>> START Selected text
[Feature] rolling upgrade design and implementation for Kuberay

wilsonwang371 commented 2 years ago

Search before asking

[X] I had searched in the issues and found no similar feature requirement.

Description

Right now we don't support Ray cluster rolling upgrade. This is a valid requirement for customers that has a large number of nodes in their Ray cluster deployment.

Use case

support rolling upgrade of Ray clusters which can be beneficial to users with large Ray cluster.

Related issues

No response

Are you willing to submit a PR?

[X] Yes I am willing to submit a PR!

DmitriGekhtman commented 2 years ago

This would be great to have. Let's figure out a design... Would we be aiming for something similar to rollouts for Deployments?

wilsonwang371 commented 2 years ago

Note: we need to review #231 and make a new design.

scarlet25151 commented 2 years ago

Would we be aiming for something similar to rollouts for Deployments?

@DmitriGekhtman I think we can separate the update for two role:

for head node, we can just delete old one and pull up a new one, here we need to consider how it interacts with the HA mechanism.
>> END Selected text
What this exercise asks:
#1 In the rolling upgrade thread, what does scarlet25151 propose doing with the head node?
#2 Rewrite every line of the entries with "valued" replaced by "appreciated", changing nothing else, and omit the pictures.
The entries have no connection to the thread about rolling upgrades.
>> START Extracted data
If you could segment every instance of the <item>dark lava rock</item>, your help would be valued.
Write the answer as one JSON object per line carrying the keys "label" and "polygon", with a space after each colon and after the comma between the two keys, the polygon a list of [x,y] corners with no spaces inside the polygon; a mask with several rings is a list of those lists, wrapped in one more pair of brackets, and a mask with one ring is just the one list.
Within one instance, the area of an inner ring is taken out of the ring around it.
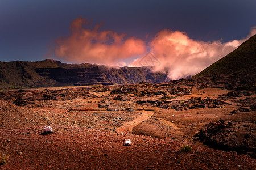
{"label": "dark lava rock", "polygon": [[136,88],[130,87],[129,86],[126,86],[113,89],[110,94],[135,94],[137,91],[138,90]]}
{"label": "dark lava rock", "polygon": [[256,122],[234,122],[220,120],[206,124],[197,137],[213,148],[240,154],[256,155]]}
{"label": "dark lava rock", "polygon": [[218,99],[228,100],[229,99],[236,99],[243,96],[251,96],[252,94],[252,92],[247,91],[231,91],[227,94],[219,95]]}
{"label": "dark lava rock", "polygon": [[115,96],[114,99],[114,100],[119,101],[128,101],[130,99],[130,96],[126,95],[119,95]]}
>> END Extracted data
The answers:
#1 Delete the old head node and pull up a new one.

#2
If you could segment every instance of the <item>dark lava rock</item>, your help would be appreciated.
Write the answer as one JSON object per line carrying the keys "label" and "polygon", with a space after each colon and after the comma between the two keys, the polygon a list of [x,y] corners with no spaces inside the polygon; a mask with several rings is a list of those lists, wrapped in one more pair of brackets, and a mask with one ring is just the one list.
Within one instance, the area of an inner ring is taken out of the ring around it.
{"label": "dark lava rock", "polygon": [[136,88],[130,87],[129,86],[126,86],[113,89],[110,94],[135,94],[137,91],[138,90]]}
{"label": "dark lava rock", "polygon": [[256,122],[234,122],[220,120],[206,124],[197,137],[213,148],[240,154],[256,155]]}
{"label": "dark lava rock", "polygon": [[218,99],[228,100],[229,99],[236,99],[243,96],[251,96],[252,94],[252,92],[247,91],[231,91],[227,94],[219,95]]}
{"label": "dark lava rock", "polygon": [[115,96],[114,99],[114,100],[119,101],[128,101],[130,99],[130,96],[126,95],[119,95]]}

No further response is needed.